What you are asked to do -
Before anything else, drop the pictures; then return exactly the lines from the top of the listing through the line with "Point to the muddy".

Records shown -
—————
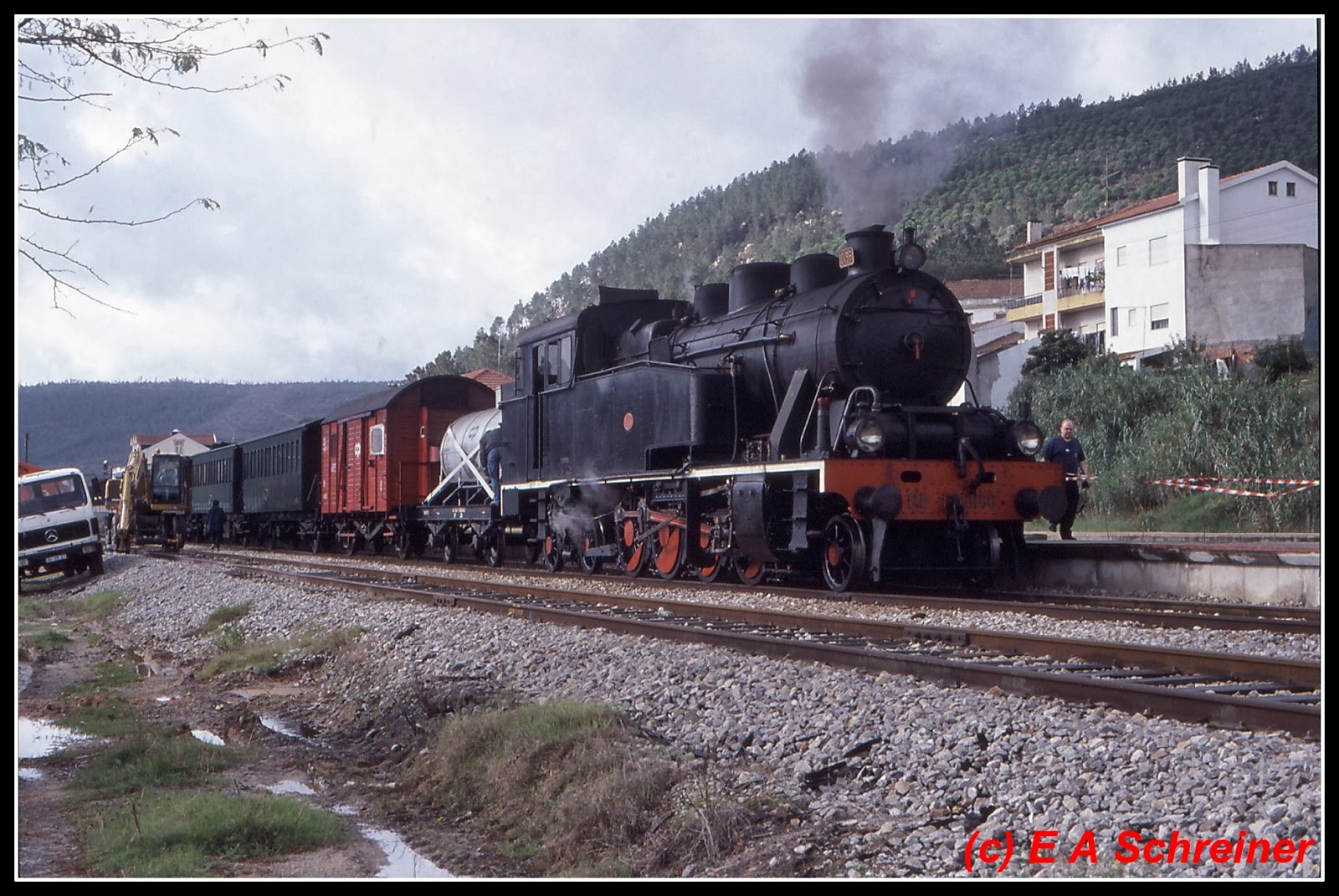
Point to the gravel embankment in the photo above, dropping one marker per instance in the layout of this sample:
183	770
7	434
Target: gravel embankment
897	776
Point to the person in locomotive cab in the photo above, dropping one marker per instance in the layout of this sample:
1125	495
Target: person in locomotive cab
214	525
490	446
1066	450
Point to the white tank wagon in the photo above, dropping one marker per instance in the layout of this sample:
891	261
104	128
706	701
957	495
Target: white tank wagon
462	509
464	465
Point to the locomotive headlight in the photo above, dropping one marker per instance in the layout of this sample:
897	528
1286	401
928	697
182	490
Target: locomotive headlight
1028	436
865	436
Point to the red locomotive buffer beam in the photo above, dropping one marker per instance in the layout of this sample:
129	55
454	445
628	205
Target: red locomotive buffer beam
921	490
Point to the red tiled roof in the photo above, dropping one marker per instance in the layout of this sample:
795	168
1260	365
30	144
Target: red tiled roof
1001	288
489	376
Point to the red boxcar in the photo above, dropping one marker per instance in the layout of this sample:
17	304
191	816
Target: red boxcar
379	454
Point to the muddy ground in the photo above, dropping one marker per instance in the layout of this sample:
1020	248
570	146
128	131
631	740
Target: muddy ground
332	769
341	775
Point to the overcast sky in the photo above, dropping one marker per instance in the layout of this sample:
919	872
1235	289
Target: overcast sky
425	174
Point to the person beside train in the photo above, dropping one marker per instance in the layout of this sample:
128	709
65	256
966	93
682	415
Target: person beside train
490	446
214	524
1066	450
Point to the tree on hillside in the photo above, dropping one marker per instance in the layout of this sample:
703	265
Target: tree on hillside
1057	350
69	62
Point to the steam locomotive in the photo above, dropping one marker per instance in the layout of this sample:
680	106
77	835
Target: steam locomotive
793	419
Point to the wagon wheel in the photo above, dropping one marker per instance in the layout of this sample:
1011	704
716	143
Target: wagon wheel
634	552
403	548
747	570
671	550
589	566
844	553
450	544
493	548
552	555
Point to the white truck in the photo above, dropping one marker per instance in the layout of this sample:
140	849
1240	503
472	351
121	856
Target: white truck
59	526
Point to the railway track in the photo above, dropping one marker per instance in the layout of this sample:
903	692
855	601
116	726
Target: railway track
1196	686
1145	611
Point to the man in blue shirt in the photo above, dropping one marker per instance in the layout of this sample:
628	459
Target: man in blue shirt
1066	450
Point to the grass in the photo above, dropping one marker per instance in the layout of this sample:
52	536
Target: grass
151	760
223	617
196	833
269	658
151	801
569	788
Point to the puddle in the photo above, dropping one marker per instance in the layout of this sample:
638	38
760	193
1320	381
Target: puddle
401	860
207	737
39	738
285	788
280	726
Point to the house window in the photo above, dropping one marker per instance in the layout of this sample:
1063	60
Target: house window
1158	316
1158	251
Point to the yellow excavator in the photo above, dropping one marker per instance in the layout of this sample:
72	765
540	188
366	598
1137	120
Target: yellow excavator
154	499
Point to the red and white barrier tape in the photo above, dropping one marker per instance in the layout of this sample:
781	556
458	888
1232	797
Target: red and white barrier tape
1208	484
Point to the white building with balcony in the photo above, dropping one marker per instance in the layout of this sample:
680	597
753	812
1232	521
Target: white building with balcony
1222	260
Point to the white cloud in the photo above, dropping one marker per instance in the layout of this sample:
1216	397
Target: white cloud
426	174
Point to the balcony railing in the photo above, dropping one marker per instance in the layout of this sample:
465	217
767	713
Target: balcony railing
1095	281
1023	303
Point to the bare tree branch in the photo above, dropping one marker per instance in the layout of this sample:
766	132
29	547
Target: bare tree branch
158	53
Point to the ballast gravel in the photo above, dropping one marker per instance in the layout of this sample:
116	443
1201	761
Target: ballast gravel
890	776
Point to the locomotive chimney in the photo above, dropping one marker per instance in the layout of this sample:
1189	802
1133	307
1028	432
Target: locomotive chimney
757	283
711	300
868	249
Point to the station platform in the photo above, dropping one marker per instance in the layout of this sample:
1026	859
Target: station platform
1260	568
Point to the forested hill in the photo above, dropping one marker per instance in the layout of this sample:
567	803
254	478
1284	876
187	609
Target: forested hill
970	189
85	423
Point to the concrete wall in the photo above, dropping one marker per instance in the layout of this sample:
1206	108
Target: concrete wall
1249	292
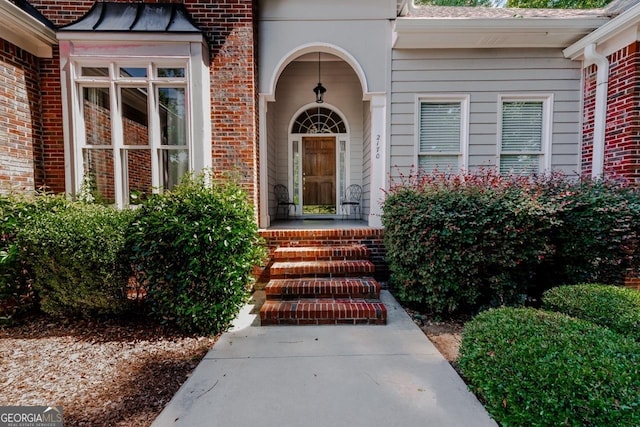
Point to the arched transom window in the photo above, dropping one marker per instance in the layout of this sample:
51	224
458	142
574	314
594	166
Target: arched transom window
319	120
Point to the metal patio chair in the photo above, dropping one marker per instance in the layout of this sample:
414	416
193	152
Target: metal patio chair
351	201
283	201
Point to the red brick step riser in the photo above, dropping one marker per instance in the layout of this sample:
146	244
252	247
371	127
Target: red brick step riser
350	268
323	288
322	253
319	312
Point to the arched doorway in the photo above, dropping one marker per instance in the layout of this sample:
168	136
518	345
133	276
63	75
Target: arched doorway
318	160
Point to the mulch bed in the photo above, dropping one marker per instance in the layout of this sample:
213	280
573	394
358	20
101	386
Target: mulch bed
114	373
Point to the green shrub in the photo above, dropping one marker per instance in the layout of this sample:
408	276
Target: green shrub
597	226
195	248
76	255
16	211
613	307
463	241
536	368
469	241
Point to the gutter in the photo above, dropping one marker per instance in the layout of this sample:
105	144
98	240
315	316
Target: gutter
605	32
600	114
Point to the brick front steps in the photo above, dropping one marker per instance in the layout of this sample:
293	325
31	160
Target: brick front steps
322	285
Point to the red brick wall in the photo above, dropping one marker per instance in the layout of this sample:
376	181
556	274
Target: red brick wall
20	131
230	28
622	132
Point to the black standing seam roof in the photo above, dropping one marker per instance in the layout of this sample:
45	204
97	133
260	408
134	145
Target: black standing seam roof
28	8
135	17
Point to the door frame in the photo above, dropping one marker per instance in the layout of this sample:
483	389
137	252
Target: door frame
340	140
336	173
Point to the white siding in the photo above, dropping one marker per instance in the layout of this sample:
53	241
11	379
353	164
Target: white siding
484	74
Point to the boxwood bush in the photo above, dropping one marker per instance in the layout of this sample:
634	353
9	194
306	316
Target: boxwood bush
536	368
75	255
194	248
16	212
459	242
613	307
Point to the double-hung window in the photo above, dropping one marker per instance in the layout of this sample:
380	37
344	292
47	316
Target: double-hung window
134	126
525	134
136	100
442	133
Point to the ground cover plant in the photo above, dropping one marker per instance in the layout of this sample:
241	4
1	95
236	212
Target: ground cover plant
537	368
464	242
614	307
194	249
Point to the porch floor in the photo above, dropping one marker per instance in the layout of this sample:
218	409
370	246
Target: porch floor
318	224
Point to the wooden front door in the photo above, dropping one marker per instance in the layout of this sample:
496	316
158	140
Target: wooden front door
319	175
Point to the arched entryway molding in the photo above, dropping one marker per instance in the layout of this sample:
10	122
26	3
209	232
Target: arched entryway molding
314	48
276	136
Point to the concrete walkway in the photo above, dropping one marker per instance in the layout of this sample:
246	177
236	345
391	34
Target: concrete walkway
325	376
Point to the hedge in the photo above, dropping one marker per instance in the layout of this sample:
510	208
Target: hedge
16	212
77	259
458	243
194	249
613	307
471	241
536	368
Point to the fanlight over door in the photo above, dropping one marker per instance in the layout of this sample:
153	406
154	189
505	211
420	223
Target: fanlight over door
319	161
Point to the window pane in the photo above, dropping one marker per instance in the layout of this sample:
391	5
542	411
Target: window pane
98	165
97	115
441	163
133	72
94	71
440	127
174	164
172	116
519	164
170	72
137	174
135	120
522	126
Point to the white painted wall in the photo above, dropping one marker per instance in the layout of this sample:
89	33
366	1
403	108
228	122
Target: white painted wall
294	91
484	74
364	42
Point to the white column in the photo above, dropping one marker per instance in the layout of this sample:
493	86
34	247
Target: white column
378	158
263	175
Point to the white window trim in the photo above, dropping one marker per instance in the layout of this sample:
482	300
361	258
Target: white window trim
185	51
547	127
464	100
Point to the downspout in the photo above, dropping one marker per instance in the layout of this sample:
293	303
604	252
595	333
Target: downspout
600	114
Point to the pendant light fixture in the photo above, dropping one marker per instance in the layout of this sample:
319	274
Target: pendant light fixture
319	90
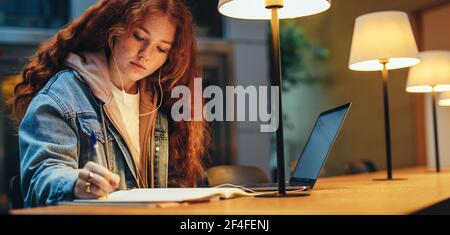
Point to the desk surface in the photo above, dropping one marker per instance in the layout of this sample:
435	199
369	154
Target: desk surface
354	194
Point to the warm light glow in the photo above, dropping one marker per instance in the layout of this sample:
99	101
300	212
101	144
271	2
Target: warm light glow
385	35
445	102
419	89
444	98
433	72
256	10
375	65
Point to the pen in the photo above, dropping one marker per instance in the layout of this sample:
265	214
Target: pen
95	153
94	147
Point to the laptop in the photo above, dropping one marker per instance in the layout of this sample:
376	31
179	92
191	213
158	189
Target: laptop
315	152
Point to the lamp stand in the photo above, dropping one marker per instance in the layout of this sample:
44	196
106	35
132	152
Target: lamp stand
436	141
275	23
387	123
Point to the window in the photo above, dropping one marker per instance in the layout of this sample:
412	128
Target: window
34	13
208	20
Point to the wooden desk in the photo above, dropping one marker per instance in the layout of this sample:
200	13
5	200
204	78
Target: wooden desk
355	194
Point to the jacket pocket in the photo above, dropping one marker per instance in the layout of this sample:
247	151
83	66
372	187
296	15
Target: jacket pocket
89	124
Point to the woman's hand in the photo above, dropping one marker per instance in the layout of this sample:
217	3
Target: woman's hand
95	181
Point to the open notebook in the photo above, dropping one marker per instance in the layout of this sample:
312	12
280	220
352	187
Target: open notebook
156	195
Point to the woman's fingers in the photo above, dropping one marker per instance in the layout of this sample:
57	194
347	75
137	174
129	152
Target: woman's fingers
93	192
111	178
96	179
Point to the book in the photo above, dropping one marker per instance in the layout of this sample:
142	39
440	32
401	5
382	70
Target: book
158	195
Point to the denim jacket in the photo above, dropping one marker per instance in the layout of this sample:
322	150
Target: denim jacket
54	142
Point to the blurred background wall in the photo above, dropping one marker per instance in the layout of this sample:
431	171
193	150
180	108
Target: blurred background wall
236	52
362	136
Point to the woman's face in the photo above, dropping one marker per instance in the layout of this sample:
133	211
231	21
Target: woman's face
146	48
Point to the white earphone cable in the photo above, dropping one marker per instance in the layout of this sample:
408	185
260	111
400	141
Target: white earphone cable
123	89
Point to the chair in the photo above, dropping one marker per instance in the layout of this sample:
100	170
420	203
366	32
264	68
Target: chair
237	175
15	193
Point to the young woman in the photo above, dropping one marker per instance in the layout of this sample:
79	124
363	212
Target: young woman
106	78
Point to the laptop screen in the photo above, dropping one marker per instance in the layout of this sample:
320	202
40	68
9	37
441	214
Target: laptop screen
319	143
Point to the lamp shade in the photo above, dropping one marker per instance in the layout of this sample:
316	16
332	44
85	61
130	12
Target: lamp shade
256	9
385	35
432	74
444	99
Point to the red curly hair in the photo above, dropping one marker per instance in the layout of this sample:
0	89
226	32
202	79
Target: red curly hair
94	31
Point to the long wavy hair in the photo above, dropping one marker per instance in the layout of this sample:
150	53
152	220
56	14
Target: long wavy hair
95	30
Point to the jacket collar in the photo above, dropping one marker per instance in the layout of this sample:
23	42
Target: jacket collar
93	69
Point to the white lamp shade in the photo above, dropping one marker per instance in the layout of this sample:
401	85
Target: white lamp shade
444	99
385	35
432	74
256	10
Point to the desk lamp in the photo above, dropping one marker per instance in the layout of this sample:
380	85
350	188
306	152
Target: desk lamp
383	41
274	10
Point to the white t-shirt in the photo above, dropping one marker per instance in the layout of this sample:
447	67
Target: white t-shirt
129	110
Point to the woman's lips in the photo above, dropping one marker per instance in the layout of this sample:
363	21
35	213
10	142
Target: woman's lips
137	65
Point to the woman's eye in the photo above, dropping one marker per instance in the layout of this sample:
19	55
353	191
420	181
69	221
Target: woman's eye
136	36
161	50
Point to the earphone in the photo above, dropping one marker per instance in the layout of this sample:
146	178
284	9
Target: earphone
—————
Result of the task -
Point to the gravel embankment in the photo above, dropping one marker per instance in the layout of this sample:
183	770
7	434
Target: gravel embankment
897	776
Point to the person in locomotive cab in the photo above, dropping one marker per instance in the layout of this sample:
1125	495
Target: person in locomotive cab
214	525
490	446
1066	450
Point to the white tank wagon in the photo above, dropping one marker per instance in the layout of this sample:
891	261
104	128
706	701
957	495
Target: white tank wagon
462	509
464	465
Point to the locomotive headlight in the photo above, dropping one marker per instance in the layout of this sample:
897	528
1286	401
928	697
182	490
Target: locomotive headlight
1028	436
865	436
Point to the red locomotive buffer beam in the photo above, dropping one marker per instance in the layout of this sample:
129	55
454	445
628	205
Target: red locomotive buffer beam
921	490
Point to the red tiled roof in the photo above, dropping one marker per instance in the layout of this sample:
795	168
1260	365
30	144
Target: red tiled roof
1001	288
489	376
Point to the red boxcar in the photo above, dropping one marker per instance in the layout of this sample:
17	304
191	816
Target: red boxcar
379	454
Point to the muddy ground in the photo above, dropping one marker per instance in the layout of this sample:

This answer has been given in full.